═════ TEXT PASSAGE ═════

Rick Sherman, managing partner at consulting firm Athena IT Solutions, separately explained seven techniques for modeling data, including the entity-relationship, dimensional and graph modeling approaches that are most used now. He also outlined a set of data modeling best practices, including these recommendations:

  • Gather both business and data requirements upfront, before building models.
  • Develop data models iteratively and incrementally to make the process manageable.
  • Use data models as a tool for communicating with business users about their needs.
  • Manage data models just like any other type of application code.
The three types of data models
Data management teams typically build these three types of data models in a phased process.

Data architecture vs. information architecture and enterprise architecture

In a second article, Sherman described the difference between data architecture and information architecture in enterprise applications. "Information is data in context," he wrote. "An information architecture defines the context that an enterprise uses for its business operations and management." A data architecture that delivers high-quality, reliable data is the foundation for the information architecture, he added.

Meanwhile, data architecture is commonly viewed as a subset of enterprise architecture (EA), which aims to create an organizational blueprint for an organization in four domains. EA also encompasses the following:

  • business architecture, which involves business strategy and key business processes;
  • application architecture, which focuses on individual applications and their relationships to business processes; and
  • technology architecture, which includes IT systems, networks and other technologies that support the other three domains.

What data architecture frameworks are available?

Organizations can use standardized frameworks to design and implement data architectures instead of starting completely from scratch. These are three well-known framework options:

DAMA-DMBOK2. The DAMA Guide to the Data Management Body of Knowledge is a data management framework and reference guide created by DAMA International, a professional association for data managers. Now in its second edition and commonly known as DAMA-DMBOK2, the framework addresses data architecture along with other data management disciplines. The first edition was published in 2009, and the second one became available in 2017.

═════

● **TASKS FOR THIS EXERCISE**:
a. Check each statement against the data architecture text and answer yes or no, quoting the words that settle it. (i) Sherman advises gathering business and data requirements after the models are built. (ii) Enterprise architecture aims to create an organizational blueprint in four domains. (iii) The second edition of the DAMA guide came out in 2009.
b. In the data architecture text, how does Sherman define information?
c. Write the next part of the data architecture text, picking up after its final sentence.

═════ STORED DATA ═════

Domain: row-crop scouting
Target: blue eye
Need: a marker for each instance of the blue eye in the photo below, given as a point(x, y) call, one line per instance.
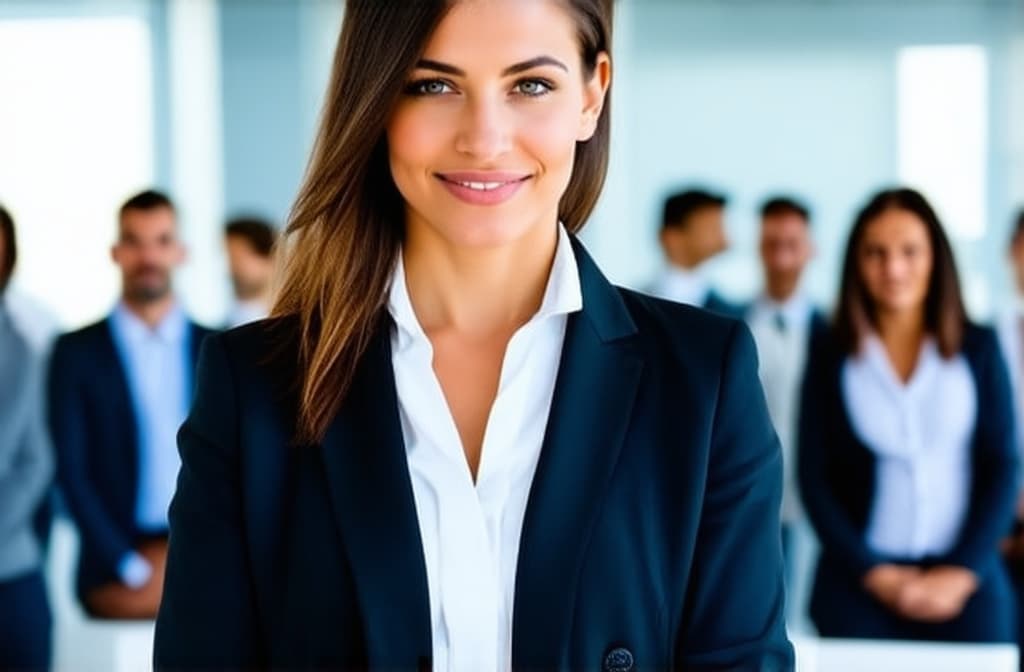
point(428, 87)
point(534, 87)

═════

● **ANSWERS TO THE TASKS**:
a.
(i) No: "Gather both business and data requirements upfront, before building models."
(ii) Yes: "aims to create an organizational blueprint for an organization in four domains."
(iii) No: "the second one became available in 2017."

b. As "data in context."

c.
TOGAF. Created in 1995 and updated several times since then, TOGAF is an enterprise architecture framework and methodology that includes a section on data architecture design and roadmap development. It was developed by The Open Group, and TOGAF initially stood for The Open Group Architecture Framework. But it's now referred to simply as the TOGAF standard.

The Zachman Framework. This is an ontology framework that uses a 6-x-6 matrix of rows and columns to describe an enterprise architecture, including data elements. It doesn't include an implementation methodology; instead, it's meant to serve as the basis for an architecture. The framework was originally developed in 1987 by John Zachman, an IBM executive who retired from the company in 1990 and founded a consulting firm called Zachman International.

Key steps for creating a data architecture

Data management teams must work closely with business executives and other end users to develop a data architecture. If they don't, it may not be in tune with business strategies and data requirements. Engaging with senior execs to get their support and meeting with users to understand their data needs are two of the nine data architecture planning steps that consultant Loshin listed in an article.

Among other steps, he also recommended that organizations do the following:

  • evaluate data risks based on data governance directives;
  • track data flows, as well as data lifecycle and data lineage info;
  • document and appraise the existing data management technology infrastructure; and
  • scope out a roadmap for the data architecture deployment projects.

Another article, by technology writer George Lawton, provides tips on building a cloud-based architecture for data management and analytics. It also outlines potential challenges that data management teams can face in the cloud, including data security requirements, regulatory compliance mandates and data gravity issues that can complicate migrations of data sets.

What are the different roles in data architecture design and development?

The lead role in data architecture initiatives typically goes to data architects. They need a variety of technical skills, as well as the ability to interact and communicate with business users. A data architect spends a lot of time working with end users to document business processes and existing data usage, as well as new data requirements.

On the technical side, data architects create data models themselves and supervise modeling work by others. They also build data architecture blueprints, data flow diagrams and other artifacts. Other duties may involve outlining data integration processes and overseeing the development of data definitions, business glossaries and data catalogs. In some organizations, data architects also are responsible for designing data platforms and evaluating and selecting technologies.

Other data management professionals who often are involved in the data architecture process include the following:

  • Data modelers. They also work with business users to assess data needs and review business processes. Then, they use the information they've gathered to create data models.
  • Data integration developers. Once the architecture is implemented, they're tasked with creating ETL and ELT jobs to integrate data sets.
  • Data engineers. They build pipelines to funnel data to data scientists and other analysts. They also help data science teams with the data preparation process.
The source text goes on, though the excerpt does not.